Dan secara khusus yang berkenaan dengan shalat, maka Nabi shallallahu
‘alaihi wa sallam telah bersabda:
مروا أولادكم بالصلاة و هم أبناء سبع سنين و اضربوهم عليها و هم
أبناء عشر. رواه أحمد وأبو داود والحاكم
“Perintahlah anak-anakmu agar mendirikan shalat tatkala mereka
telah berumur tujuh tahun, dan pukullah karenanya tatkala mereka telah berumur
sepuluh tahun.”
Pada hadits ini Nabi shallallahu ‘alaihi wa sallam dengan
tegas mensyariatkan agar pendidikan shalat dimulai semenjak dini, yaitu sebelum
baligh, bahkan ketika ia baru berumur tujuh tahun ia sudah diperintahkan untuk
shalat. Tentu syariat ini memerlukan persiapan, yaitu dengan mengajarkan tata
cara shalat, dimulai dari cara berwudhu, rukun-rukun shalat, wajib-wajibnya,
sunnah-sunnahnya, hingga yang membatalkannya. Dan persiapan ini bisa dilakukan
semenjak dini walau ia belum diperintahkan, dan tidak perlu dimarahi kalau
tidak mau shalat. Akan tetapi bila sudah berumur tujuh tahun, maka disyariatkan
untuk memerintahkannya shalat, dengan pengertian: kita mewajibkan atasnya, dan
bila ia tidak mau maka kita memarahinya, walau tidak sampai menghukuminya
dengan memukul, tapi cukup dengan ucapan. Dan bila sudah berumur sepuluh tahun,
maka kita disyariatkan memukulnya bila ia tidak mau shalat.
Kesimpulan:
Pertama, untuk pendidikan, maka tidak ada batas waktu kapan
dimulainya, bahkan berbagai dalil di atas, menunjukkan bahwa seyogyanya
pendidikan baik yang berkaitan dengan penanaman nilai-nilai aqidah islamiah,
adab-adab islami, atau amaliah islamiah dimulai sedini mungkin. Bahkan para
ulama menyebutkan bahwa pendidikan bukan hanya dimulai hanya setelah sang anak
terlahirkan ke dunia, akan tetapi dimulai jauh-jauh hari, yaitu dengan cara
memilih pasangan yang saleh, sebagaimana disebutkan dalam hadits:
تخيروا لنطفكم وانكحوا الأكفاء وأنكحوا إليهم رواه ابن ماجة والحاكم
“Pilihlah tempat engkau menanamkan air mani (benih)mu, dan
nikahilah wanita-wanita yang sekufu (sederajat), dan nikahkanlah mereka (dengan
wanita-wanita yang berada di bawah perwalianmu).” (Riwayat Ibnu Majah, dan Al Hakim)

-------

## RINCIAN TUGAS
Tulis ulang bagian kutipan tentang pendidikan shalat anak yang dimulai pada kata-kata yang memuat "Pada hadits ini" dan berakhir setelah "ia tidak mau shalat.", lalu ganti "pendidikan" dengan "pengajaran". Baris-baris data berikut tidak berperan apa pun dalam tugas ini.

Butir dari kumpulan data
-------

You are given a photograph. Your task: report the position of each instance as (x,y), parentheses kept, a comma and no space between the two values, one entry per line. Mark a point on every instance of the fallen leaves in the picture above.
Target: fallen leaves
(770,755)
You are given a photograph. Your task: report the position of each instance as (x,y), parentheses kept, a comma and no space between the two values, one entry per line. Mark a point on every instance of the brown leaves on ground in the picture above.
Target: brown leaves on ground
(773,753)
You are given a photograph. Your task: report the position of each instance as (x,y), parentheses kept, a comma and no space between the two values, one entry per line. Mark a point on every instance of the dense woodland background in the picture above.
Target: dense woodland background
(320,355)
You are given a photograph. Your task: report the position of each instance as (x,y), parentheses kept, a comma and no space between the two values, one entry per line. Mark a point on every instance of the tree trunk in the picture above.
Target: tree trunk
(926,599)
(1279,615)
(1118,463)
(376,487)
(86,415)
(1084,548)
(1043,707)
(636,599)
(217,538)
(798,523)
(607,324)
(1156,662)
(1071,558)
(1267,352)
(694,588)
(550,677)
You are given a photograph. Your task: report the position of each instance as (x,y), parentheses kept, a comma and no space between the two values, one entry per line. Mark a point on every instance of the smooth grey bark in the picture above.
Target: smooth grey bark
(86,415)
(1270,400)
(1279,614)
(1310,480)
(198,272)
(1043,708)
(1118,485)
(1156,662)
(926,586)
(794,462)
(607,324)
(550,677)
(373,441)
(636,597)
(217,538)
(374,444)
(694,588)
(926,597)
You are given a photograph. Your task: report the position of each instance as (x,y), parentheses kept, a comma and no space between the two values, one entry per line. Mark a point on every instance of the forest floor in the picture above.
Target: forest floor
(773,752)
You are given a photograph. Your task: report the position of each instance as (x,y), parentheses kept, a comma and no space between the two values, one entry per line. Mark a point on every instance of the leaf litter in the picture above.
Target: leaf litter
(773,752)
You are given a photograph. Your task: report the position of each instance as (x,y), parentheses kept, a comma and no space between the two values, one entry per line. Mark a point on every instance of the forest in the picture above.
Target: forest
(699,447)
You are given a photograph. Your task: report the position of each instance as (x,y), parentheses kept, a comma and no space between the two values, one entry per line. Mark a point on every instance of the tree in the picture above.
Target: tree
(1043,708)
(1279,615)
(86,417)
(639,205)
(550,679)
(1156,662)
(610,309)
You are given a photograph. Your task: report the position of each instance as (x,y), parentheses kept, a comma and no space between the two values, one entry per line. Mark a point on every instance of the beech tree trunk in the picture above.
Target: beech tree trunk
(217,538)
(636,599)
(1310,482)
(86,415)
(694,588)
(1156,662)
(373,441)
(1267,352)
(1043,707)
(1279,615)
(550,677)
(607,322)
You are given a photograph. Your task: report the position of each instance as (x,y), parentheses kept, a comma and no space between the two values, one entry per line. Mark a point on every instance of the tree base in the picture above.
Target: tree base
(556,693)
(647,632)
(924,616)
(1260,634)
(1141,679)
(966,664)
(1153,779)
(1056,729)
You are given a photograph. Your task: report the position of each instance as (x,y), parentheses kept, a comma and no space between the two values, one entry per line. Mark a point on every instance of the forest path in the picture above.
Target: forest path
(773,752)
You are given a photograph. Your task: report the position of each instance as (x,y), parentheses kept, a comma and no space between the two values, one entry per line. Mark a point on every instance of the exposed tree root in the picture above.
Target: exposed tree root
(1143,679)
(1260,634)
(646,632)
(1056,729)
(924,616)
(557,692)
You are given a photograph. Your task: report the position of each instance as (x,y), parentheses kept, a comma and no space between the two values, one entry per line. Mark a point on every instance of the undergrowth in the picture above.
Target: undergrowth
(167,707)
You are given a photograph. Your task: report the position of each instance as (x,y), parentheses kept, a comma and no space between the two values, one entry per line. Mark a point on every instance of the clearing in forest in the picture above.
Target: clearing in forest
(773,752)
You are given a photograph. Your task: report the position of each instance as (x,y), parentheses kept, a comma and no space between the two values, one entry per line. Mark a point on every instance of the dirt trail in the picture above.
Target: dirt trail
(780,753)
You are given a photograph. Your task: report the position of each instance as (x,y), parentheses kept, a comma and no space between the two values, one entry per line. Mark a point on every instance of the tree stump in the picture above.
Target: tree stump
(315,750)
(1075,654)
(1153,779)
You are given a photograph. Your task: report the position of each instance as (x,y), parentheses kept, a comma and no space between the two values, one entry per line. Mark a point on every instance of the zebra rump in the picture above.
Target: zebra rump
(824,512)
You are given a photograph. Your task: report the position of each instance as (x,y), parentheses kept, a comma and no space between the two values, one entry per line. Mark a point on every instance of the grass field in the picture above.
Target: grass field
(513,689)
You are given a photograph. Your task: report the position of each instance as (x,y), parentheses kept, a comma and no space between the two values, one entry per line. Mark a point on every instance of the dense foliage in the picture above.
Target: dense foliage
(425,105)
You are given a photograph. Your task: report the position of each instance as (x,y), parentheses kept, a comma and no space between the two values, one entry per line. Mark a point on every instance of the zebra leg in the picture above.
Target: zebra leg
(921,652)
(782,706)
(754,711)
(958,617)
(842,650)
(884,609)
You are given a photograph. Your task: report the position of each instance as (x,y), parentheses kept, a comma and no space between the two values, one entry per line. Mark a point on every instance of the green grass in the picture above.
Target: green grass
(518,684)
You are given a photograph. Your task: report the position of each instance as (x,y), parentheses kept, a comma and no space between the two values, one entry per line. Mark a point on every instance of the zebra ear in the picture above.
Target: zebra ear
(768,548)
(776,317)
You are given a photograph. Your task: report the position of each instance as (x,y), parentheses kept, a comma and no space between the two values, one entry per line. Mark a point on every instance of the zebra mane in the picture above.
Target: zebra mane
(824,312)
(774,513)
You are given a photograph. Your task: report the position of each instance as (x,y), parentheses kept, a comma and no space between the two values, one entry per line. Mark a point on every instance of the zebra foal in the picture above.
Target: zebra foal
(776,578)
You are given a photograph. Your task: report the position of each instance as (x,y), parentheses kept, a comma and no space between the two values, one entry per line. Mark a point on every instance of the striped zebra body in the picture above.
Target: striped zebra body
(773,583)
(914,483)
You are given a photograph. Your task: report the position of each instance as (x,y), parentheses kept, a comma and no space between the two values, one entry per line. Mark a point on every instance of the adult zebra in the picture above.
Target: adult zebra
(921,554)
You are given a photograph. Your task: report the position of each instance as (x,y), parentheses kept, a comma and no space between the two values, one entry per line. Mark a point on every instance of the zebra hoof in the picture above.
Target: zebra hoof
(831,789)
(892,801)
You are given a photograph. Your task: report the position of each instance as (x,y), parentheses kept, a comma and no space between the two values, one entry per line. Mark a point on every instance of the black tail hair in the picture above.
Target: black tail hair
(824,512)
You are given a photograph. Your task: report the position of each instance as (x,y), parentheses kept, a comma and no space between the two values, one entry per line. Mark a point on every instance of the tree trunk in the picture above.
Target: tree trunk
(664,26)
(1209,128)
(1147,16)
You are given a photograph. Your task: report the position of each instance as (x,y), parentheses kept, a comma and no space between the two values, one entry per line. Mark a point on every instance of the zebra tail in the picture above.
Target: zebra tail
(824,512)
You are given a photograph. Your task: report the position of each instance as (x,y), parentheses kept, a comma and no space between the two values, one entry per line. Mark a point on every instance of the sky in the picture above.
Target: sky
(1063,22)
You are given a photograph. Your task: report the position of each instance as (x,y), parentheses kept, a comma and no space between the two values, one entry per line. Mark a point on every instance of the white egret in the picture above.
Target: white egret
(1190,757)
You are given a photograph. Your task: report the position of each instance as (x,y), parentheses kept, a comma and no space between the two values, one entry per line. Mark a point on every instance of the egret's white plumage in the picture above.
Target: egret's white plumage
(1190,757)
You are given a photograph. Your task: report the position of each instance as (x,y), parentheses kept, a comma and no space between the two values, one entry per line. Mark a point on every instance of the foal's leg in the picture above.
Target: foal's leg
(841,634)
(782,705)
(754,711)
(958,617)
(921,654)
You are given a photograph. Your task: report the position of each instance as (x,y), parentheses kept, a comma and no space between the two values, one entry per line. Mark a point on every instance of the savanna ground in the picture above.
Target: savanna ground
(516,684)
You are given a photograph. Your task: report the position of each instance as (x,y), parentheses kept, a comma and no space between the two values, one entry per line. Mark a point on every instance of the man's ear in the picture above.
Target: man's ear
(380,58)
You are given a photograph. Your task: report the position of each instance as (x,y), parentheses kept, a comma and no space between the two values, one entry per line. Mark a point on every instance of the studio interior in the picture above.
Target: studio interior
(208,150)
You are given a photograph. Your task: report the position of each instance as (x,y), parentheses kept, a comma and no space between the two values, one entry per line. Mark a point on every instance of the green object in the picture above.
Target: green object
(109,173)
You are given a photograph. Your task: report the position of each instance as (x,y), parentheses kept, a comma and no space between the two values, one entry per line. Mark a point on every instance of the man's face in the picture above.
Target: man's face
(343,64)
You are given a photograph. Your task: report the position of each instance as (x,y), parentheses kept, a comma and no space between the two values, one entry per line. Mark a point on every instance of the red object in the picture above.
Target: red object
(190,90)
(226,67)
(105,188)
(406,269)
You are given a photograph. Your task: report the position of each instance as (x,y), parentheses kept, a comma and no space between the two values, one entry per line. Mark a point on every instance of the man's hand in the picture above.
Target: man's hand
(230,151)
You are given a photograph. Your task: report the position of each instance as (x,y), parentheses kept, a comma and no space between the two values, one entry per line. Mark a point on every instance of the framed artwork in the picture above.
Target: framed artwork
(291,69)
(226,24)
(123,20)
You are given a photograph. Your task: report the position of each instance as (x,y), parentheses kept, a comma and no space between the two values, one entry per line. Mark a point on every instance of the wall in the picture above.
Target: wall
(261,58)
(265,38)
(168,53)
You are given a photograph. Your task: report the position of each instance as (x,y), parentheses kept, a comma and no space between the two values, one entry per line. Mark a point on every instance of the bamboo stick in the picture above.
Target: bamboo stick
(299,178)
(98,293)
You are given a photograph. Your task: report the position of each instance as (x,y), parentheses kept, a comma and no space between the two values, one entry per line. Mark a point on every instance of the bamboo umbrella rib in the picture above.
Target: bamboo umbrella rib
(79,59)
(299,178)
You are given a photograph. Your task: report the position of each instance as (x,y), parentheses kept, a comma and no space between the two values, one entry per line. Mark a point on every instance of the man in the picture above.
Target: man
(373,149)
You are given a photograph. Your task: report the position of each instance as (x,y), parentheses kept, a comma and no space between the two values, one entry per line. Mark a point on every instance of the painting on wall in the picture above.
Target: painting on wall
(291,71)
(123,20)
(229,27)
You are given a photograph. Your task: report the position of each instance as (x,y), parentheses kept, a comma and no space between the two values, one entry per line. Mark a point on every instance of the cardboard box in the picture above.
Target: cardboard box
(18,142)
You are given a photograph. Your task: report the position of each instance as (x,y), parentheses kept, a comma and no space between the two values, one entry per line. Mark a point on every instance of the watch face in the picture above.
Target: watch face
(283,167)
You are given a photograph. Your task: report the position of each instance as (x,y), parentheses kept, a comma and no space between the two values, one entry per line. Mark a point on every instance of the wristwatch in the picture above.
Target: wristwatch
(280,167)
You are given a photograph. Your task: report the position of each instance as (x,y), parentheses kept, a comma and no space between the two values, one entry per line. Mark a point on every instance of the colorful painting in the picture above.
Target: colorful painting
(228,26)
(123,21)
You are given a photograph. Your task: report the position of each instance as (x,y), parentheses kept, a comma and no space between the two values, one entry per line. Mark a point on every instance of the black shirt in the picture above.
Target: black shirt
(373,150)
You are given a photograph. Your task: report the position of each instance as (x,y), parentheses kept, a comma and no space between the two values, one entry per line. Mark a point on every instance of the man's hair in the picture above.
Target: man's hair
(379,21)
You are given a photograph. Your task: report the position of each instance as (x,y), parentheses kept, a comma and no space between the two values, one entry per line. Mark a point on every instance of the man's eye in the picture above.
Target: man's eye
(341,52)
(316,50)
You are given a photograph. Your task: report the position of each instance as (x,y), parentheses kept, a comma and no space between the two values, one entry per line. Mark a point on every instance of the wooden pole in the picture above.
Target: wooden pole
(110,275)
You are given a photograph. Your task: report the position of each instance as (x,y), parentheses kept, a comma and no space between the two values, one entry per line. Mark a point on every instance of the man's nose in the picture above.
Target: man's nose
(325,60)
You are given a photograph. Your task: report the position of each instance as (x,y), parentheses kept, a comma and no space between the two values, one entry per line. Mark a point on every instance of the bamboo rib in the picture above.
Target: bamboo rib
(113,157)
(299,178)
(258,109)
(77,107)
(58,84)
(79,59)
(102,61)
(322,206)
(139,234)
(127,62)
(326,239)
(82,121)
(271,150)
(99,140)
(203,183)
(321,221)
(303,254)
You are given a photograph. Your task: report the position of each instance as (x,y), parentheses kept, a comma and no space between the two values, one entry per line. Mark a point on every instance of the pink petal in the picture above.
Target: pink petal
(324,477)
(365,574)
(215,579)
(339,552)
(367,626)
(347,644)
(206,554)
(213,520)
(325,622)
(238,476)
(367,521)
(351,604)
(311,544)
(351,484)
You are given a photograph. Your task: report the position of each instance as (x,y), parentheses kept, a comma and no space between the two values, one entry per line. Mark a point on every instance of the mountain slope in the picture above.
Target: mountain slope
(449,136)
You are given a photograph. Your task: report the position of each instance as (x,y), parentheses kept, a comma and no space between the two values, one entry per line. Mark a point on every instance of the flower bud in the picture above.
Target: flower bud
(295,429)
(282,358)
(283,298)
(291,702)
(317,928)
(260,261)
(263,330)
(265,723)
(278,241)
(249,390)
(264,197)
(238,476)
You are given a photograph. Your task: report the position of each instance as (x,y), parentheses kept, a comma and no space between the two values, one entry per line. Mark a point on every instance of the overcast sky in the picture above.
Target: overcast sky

-------

## HASIL LATIHAN
Pada hadits ini Nabi shallallahu ‘alaihi wa sallam dengan
tegas mensyariatkan agar pengajaran shalat dimulai semenjak dini, yaitu sebelum
baligh, bahkan ketika ia baru berumur tujuh tahun ia sudah diperintahkan untuk
shalat. Tentu syariat ini memerlukan persiapan, yaitu dengan mengajarkan tata
cara shalat, dimulai dari cara berwudhu, rukun-rukun shalat, wajib-wajibnya,
sunnah-sunnahnya, hingga yang membatalkannya. Dan persiapan ini bisa dilakukan
semenjak dini walau ia belum diperintahkan, dan tidak perlu dimarahi kalau
tidak mau shalat. Akan tetapi bila sudah berumur tujuh tahun, maka disyariatkan
untuk memerintahkannya shalat, dengan pengertian: kita mewajibkan atasnya, dan
bila ia tidak mau maka kita memarahinya, walau tidak sampai menghukuminya
dengan memukul, tapi cukup dengan ucapan. Dan bila sudah berumur sepuluh tahun,
maka kita disyariatkan memukulnya bila ia tidak mau shalat.